## LISTED ENTRIES

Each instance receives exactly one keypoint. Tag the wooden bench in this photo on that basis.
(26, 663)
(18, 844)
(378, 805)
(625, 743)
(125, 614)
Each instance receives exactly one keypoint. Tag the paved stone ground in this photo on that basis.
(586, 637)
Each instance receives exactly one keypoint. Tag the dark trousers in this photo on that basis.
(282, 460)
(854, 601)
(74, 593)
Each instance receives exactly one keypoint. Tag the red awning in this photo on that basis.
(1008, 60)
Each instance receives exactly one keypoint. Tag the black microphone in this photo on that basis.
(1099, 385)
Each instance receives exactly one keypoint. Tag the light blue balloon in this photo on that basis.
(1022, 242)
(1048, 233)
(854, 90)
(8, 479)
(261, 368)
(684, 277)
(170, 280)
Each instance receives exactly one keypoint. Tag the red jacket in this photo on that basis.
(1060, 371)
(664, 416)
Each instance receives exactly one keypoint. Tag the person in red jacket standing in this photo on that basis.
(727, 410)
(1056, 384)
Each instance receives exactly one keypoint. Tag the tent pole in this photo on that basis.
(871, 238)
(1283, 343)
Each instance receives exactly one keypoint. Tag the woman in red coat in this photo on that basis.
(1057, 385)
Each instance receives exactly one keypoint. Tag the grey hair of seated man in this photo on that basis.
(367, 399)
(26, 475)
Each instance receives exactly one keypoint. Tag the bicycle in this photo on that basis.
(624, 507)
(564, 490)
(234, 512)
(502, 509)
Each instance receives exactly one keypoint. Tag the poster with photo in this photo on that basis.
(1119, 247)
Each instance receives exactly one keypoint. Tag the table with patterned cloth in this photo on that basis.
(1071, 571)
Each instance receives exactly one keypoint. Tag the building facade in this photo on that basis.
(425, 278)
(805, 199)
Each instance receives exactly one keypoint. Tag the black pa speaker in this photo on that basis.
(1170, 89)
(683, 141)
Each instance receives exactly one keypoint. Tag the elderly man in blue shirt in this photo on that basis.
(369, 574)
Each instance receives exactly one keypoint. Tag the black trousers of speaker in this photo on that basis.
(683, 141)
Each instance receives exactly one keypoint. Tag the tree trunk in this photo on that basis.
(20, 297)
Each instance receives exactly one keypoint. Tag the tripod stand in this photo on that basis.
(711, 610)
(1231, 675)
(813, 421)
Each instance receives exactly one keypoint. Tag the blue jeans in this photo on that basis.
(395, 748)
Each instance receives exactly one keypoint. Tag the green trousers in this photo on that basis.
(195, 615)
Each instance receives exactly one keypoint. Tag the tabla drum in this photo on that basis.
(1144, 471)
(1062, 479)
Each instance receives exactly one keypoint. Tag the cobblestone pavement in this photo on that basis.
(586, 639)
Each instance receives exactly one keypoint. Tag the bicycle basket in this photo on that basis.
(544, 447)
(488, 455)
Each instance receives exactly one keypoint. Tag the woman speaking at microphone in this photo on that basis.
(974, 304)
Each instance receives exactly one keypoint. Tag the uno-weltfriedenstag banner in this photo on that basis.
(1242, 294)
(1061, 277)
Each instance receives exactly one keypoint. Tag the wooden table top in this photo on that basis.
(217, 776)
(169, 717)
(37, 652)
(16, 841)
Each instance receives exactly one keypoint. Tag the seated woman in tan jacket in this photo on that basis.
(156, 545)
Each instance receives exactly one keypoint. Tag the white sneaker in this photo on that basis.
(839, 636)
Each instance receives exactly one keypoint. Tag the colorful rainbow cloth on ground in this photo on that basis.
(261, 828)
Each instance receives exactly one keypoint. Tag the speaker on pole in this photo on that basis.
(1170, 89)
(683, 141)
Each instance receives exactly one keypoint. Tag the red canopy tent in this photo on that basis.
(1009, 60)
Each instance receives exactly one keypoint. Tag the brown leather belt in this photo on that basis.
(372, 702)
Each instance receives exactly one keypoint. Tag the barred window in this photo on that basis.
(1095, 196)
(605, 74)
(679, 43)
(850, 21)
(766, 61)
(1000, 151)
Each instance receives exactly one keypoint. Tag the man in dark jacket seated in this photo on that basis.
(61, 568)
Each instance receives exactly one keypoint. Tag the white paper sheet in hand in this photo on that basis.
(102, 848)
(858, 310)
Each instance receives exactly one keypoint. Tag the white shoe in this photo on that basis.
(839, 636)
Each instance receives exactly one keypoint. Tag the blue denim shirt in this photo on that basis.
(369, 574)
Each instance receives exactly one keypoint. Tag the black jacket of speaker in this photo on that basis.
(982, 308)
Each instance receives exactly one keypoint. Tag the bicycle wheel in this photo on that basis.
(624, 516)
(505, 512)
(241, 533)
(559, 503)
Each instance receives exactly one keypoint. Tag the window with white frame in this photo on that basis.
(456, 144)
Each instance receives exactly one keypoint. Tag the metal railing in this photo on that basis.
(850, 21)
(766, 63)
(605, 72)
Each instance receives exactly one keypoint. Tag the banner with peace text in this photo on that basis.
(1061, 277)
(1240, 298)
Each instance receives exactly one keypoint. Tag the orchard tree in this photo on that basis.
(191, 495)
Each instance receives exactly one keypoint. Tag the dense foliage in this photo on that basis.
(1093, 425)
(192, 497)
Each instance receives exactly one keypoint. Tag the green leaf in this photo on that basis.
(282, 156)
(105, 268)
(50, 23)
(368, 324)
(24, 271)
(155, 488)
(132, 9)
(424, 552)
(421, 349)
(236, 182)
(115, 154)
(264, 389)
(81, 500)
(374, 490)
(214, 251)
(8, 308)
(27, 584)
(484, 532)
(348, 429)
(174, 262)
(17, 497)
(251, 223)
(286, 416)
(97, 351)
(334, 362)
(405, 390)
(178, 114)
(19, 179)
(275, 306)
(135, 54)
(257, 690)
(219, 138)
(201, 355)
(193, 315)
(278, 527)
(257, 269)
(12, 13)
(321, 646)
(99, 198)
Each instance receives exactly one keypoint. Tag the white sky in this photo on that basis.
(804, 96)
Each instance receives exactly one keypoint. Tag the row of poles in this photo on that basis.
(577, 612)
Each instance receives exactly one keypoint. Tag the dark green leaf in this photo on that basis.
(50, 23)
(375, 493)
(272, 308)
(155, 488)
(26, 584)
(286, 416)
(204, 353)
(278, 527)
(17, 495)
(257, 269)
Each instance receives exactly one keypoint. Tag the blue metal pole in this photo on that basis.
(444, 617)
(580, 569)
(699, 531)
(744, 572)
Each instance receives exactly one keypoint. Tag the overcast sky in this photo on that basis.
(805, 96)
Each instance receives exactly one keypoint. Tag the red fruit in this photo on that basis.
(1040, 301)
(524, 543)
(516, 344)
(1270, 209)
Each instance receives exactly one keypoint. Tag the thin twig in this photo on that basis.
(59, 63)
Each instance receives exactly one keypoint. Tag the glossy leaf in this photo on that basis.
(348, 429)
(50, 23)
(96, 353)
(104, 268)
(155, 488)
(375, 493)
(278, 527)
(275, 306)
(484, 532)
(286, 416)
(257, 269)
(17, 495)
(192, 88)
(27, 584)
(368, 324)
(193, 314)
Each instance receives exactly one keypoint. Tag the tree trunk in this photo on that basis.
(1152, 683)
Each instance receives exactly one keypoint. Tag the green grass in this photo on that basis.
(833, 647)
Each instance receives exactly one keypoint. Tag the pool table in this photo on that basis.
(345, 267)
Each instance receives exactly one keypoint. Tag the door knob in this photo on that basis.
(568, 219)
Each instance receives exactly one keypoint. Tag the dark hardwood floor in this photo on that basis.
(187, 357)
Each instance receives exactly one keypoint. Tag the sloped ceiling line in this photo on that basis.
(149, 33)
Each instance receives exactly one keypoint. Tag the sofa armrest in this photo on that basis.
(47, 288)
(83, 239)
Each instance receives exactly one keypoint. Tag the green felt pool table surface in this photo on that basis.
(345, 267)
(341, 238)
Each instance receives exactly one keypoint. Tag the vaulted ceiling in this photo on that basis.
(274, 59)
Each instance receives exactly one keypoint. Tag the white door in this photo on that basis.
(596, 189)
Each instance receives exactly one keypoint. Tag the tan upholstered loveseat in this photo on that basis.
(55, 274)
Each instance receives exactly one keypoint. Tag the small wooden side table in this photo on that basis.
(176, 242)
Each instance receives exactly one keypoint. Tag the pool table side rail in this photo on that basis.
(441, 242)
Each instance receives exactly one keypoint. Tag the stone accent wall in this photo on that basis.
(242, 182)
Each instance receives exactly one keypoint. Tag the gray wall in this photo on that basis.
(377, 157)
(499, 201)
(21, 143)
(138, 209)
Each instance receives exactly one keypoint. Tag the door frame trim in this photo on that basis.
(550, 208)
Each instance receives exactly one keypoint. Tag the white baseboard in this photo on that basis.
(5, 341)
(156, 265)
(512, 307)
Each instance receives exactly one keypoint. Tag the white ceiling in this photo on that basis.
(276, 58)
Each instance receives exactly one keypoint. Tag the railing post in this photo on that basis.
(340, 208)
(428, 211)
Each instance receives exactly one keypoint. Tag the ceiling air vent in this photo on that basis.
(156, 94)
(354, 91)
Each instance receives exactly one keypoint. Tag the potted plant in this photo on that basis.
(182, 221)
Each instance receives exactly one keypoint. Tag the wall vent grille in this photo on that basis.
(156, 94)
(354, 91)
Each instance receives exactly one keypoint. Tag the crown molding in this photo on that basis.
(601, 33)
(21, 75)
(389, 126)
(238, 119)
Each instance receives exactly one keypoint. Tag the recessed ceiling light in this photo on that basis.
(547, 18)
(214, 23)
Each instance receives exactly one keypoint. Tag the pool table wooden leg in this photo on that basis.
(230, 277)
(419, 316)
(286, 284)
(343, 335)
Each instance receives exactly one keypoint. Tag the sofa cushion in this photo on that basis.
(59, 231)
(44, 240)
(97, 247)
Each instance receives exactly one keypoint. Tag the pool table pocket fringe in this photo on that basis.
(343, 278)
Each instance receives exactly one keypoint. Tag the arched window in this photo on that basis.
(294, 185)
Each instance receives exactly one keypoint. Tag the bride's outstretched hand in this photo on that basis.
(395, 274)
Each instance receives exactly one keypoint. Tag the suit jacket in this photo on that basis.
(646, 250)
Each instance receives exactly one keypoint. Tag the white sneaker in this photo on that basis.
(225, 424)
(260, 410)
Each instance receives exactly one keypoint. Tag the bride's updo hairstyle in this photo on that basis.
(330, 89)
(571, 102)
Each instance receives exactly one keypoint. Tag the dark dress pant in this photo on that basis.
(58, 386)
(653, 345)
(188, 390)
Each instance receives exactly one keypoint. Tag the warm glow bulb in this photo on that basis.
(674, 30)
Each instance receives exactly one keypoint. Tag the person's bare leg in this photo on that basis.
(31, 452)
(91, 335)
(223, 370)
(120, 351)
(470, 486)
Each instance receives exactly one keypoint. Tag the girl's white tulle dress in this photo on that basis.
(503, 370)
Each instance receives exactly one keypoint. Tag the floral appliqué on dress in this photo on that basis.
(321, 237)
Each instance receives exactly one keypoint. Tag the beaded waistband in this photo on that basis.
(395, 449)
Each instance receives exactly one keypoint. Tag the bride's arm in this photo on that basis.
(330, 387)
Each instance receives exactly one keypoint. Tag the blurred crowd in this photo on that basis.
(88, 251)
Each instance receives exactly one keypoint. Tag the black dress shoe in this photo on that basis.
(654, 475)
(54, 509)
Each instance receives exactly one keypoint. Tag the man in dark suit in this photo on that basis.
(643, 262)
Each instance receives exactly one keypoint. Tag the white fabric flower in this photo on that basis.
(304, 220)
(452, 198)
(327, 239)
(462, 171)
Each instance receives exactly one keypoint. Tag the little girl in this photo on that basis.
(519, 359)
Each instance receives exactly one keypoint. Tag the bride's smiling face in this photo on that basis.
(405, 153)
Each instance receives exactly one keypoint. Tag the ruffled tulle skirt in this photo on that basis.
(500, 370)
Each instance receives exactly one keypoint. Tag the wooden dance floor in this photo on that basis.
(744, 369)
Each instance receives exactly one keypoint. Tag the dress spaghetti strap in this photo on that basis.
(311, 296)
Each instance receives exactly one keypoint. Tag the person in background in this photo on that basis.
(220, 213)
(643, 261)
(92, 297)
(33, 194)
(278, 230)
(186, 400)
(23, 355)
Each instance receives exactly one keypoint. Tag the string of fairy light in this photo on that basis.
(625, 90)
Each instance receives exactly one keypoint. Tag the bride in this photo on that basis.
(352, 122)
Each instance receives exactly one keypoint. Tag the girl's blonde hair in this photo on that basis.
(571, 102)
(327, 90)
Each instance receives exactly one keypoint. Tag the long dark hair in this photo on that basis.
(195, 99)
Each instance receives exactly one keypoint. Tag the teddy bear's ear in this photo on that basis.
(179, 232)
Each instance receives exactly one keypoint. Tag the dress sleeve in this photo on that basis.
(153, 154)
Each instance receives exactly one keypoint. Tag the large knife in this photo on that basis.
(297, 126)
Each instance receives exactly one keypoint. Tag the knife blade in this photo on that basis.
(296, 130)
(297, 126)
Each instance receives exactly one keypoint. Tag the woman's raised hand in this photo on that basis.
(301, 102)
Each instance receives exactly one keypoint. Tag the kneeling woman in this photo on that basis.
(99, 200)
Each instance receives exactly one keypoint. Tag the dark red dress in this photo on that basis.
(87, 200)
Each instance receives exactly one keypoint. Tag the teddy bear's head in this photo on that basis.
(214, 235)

## TASK DETAILS
Look above for the line containing "strap in this photo on that basis.". Return it and each line after it exactly, through the last line, and nothing more.

## ANSWER BOX
Each instance receives exactly one keypoint. Tag the dress spaghetti strap in this photo on that basis.
(311, 296)
Each instance receives exactly one keypoint. Tag the person in background in this photo on that basis.
(220, 213)
(643, 261)
(92, 297)
(33, 194)
(278, 230)
(186, 400)
(23, 355)
Each instance receives exactly one keypoint. Tag the string of fairy light in this photo on that basis.
(625, 90)
Each instance receives exactly one keypoint. Tag the bride in this photo on that basis.
(352, 122)
Each instance receives exactly one keypoint. Tag the girl's blonde hair in this photo on that basis.
(571, 102)
(327, 90)
Each instance receives exactly one keypoint. Tag the long dark hair in this photo on that basis.
(195, 99)
Each instance receives exactly one keypoint. Tag the teddy bear's ear in this photo on that basis.
(179, 232)
Each instance receives exactly one keypoint. Tag the dress sleeve in this photo on that basis.
(153, 154)
Each instance receives exactly one keypoint. Tag the large knife in this photo on that basis.
(297, 126)
Each instance receives exactly one keypoint. Tag the knife blade in this photo on that basis.
(296, 130)
(297, 126)
Each instance receives exactly one keypoint. Tag the woman's raised hand in this photo on that basis.
(301, 102)
Each instance receives exactly one keypoint. Tag the kneeling woman in this photo on that basis.
(99, 200)
Each instance receives exactly one keypoint. Tag the dark red dress in this photo on that basis.
(87, 200)
Each instance receives exactly one keypoint. Tag the teddy bear's head in this photo on that basis.
(214, 235)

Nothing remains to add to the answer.